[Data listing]
_ _ _ _ _ _ _
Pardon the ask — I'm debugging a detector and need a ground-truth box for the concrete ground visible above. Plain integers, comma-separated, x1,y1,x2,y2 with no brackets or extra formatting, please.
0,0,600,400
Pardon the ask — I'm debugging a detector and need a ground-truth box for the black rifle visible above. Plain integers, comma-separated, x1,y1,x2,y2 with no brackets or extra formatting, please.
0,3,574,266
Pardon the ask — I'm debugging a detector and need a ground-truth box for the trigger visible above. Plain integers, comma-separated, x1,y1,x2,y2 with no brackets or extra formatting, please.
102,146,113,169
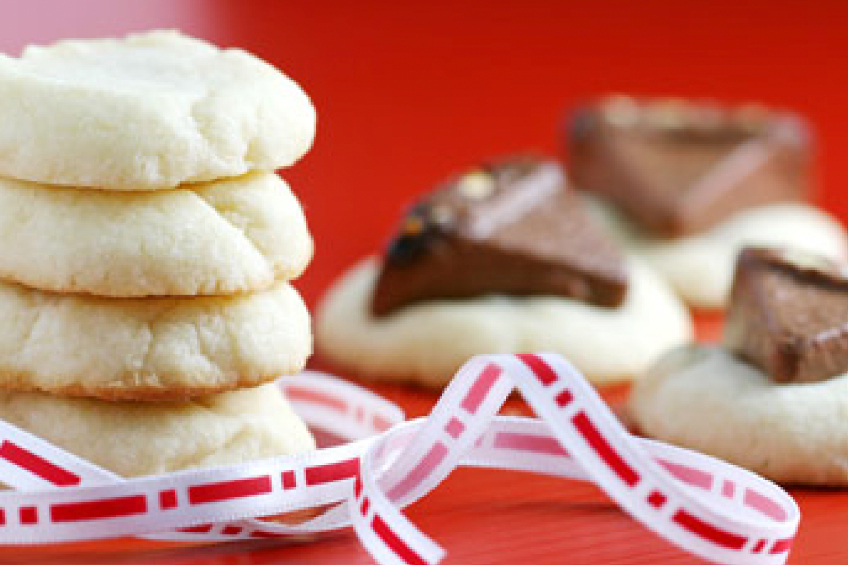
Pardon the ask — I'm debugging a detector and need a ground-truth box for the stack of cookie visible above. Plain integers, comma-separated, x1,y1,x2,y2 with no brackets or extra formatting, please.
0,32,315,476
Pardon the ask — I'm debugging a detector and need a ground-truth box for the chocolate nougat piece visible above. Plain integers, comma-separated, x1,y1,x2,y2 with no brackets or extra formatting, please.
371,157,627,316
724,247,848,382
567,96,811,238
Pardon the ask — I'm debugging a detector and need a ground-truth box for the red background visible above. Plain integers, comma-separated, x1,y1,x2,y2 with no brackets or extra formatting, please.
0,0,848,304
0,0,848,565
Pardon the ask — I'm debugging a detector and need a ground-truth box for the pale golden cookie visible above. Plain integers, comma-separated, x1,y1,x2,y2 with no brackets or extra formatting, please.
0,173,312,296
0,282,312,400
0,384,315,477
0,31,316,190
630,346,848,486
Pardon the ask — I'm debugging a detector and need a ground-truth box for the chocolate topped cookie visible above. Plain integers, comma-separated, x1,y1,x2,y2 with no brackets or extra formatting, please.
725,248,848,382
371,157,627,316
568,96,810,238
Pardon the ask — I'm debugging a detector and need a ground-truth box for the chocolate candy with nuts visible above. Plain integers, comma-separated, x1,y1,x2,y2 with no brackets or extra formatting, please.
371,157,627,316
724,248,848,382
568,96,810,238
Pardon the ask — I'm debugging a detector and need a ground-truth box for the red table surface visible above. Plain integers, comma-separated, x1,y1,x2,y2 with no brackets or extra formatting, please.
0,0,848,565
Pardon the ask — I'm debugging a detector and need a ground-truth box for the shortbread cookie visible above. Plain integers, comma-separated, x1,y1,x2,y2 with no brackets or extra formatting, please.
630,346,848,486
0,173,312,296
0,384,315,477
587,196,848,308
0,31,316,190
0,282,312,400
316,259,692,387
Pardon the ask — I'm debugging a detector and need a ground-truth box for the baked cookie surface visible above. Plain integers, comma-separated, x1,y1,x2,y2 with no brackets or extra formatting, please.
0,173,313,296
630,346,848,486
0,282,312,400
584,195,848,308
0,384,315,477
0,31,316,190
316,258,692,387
_ _ _ _ _ _ _
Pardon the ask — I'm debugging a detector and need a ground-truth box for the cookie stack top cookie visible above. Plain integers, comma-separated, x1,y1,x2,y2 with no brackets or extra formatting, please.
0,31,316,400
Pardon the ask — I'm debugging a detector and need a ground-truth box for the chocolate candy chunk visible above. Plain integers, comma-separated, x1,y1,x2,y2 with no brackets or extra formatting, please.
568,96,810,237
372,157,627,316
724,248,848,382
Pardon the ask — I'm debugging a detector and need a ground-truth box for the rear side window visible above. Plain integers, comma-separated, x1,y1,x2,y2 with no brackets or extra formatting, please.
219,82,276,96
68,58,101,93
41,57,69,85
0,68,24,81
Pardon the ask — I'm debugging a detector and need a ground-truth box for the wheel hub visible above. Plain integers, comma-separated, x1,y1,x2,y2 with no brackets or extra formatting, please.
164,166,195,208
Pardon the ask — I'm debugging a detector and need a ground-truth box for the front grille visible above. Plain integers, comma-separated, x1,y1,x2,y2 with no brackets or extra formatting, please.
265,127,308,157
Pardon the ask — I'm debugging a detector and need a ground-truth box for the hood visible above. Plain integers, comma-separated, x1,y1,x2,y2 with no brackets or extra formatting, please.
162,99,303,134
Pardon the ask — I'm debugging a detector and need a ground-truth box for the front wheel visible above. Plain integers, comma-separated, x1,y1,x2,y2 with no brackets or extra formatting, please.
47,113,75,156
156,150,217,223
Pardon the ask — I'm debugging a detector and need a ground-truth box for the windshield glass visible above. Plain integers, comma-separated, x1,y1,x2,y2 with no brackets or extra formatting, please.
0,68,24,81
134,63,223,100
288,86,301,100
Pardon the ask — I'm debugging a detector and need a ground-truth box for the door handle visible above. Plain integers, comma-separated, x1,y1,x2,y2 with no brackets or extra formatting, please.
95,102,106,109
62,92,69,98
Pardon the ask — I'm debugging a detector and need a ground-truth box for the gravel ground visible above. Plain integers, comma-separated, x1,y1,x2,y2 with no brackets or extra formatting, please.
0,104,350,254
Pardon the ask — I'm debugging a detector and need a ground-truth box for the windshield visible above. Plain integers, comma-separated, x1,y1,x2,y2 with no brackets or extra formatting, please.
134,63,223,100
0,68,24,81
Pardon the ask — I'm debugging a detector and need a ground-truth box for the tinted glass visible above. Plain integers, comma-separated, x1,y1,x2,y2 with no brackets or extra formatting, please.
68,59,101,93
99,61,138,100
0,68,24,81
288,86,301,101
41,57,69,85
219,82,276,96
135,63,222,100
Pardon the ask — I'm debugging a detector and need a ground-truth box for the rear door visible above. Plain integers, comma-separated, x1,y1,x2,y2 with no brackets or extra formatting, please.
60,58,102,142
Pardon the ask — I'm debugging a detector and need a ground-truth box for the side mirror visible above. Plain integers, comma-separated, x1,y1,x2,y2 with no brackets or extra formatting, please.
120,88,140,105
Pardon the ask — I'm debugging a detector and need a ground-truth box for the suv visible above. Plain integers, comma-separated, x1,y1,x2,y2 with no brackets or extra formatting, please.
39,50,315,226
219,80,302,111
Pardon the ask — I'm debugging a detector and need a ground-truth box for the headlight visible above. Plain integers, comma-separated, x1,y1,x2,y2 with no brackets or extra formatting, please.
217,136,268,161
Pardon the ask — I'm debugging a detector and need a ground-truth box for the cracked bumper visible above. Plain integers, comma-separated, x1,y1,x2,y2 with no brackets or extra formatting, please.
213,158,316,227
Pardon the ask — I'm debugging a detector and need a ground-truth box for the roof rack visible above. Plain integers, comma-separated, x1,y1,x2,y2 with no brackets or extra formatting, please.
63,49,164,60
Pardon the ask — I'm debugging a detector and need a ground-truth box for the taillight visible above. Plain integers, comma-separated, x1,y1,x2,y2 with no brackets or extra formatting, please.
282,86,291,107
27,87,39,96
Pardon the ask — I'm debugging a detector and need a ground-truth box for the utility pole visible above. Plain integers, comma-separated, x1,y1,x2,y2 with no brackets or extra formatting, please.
_ _ _ _ _ _ _
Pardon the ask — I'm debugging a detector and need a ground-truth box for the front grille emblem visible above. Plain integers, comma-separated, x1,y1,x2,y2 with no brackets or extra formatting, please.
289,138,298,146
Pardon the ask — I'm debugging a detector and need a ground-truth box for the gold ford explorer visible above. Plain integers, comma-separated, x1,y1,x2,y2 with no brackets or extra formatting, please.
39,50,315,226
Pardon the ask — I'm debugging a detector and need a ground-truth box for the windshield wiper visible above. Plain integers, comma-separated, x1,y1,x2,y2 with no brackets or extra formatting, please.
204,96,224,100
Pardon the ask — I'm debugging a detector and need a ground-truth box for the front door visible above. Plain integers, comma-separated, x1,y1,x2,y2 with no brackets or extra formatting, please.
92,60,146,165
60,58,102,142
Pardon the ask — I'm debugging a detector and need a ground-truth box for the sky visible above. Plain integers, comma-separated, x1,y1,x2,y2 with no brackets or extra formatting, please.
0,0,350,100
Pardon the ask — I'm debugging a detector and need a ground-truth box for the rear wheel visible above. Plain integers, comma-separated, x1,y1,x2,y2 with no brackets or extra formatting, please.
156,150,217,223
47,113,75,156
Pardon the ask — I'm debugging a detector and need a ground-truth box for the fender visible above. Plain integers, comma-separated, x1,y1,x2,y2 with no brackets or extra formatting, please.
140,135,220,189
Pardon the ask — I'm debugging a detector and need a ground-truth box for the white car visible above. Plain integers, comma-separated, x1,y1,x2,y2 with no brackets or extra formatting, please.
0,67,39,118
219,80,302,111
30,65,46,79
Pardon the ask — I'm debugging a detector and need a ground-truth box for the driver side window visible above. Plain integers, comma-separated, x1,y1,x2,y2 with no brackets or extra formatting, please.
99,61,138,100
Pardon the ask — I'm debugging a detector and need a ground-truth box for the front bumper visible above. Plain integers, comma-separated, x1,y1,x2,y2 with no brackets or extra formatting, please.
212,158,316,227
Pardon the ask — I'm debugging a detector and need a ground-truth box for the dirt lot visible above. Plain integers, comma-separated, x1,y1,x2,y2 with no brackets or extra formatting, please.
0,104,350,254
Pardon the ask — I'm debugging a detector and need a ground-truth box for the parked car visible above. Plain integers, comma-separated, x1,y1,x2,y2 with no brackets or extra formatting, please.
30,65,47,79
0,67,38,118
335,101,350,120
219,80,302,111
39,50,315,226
_ _ _ _ _ _ _
Job
Copy out the entries word for word, from the line with "for the headlight" up to and including the line with "for the utility".

Problem solution
Pardon the ask — I'm debugging a detector and need a ground-truth box for the headlight visible above. Plain integers, comma-separated, x1,y1,x2,y2 with no brackets or extra formatting, please.
217,136,268,161
Pardon the ask — I'm debugging a detector and need a ground-truth box for the cracked bumper visible above. Plain integers, comma-separated, x1,y1,x2,y2 with no brackets or extra formatting, please.
213,158,316,227
Pardon the ask — I'm debugging a detector and need a ground-truth box for the roof rack visible above. Plain integers, comma-separated, x1,y1,x2,y2 with no brackets or extra formatting, please.
63,49,164,60
Pardon the ask — I'm debugging a detector and need a ground-truth box for the taillight visible above. Plain integers, comma-separated, x1,y1,x2,y2 with no brackets or extra formatting, please.
282,86,291,107
27,87,39,96
Pardon the ask — I'm debugging a detector and need a ground-truth box for the utility pole visible above. Plain integers, comma-separated, x1,y1,x2,y2 with no brackets or extra formatting, please.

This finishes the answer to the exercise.